WHAT TO WORK ON:
Please tally the lines below that contain the string "distant" and reply with that figure only.

PROVIDED INFORMATION:
>>>>>
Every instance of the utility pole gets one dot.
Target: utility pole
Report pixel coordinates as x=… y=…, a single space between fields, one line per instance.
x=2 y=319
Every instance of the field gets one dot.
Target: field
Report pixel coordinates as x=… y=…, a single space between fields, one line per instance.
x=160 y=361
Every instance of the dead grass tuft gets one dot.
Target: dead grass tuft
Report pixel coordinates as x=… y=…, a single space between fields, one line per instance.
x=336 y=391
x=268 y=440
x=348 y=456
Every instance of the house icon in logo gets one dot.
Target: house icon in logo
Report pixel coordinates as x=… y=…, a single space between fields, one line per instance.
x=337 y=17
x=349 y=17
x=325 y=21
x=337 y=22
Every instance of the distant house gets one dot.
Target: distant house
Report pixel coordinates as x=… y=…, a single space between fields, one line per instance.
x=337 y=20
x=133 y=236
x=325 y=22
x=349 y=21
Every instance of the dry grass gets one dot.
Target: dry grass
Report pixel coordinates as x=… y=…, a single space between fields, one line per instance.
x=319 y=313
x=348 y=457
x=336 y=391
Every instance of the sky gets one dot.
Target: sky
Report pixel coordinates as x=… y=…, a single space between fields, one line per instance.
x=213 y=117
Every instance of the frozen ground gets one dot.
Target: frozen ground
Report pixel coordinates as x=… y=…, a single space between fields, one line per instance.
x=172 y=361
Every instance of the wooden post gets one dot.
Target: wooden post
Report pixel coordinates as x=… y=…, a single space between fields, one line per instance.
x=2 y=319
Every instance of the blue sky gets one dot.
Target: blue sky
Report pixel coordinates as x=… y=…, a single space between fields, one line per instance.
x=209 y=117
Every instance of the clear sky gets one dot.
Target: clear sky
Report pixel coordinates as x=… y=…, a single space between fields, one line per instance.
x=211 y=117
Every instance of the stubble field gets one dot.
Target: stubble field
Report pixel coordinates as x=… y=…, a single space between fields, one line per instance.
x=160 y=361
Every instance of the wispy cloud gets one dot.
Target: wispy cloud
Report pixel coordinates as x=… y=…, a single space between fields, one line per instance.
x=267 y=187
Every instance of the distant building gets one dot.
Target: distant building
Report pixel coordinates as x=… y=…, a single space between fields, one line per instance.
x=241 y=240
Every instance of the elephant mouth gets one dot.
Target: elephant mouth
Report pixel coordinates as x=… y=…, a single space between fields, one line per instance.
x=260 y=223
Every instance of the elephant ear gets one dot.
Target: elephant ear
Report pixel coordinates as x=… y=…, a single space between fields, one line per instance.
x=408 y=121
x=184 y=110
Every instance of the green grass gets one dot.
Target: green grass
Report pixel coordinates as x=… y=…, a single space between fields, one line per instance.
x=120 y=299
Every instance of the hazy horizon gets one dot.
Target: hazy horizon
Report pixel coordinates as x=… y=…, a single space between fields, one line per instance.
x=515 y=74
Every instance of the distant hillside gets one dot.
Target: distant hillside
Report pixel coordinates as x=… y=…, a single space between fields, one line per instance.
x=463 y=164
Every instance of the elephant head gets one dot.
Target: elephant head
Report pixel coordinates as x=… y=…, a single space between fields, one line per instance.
<<<<<
EXERCISE SOLUTION:
6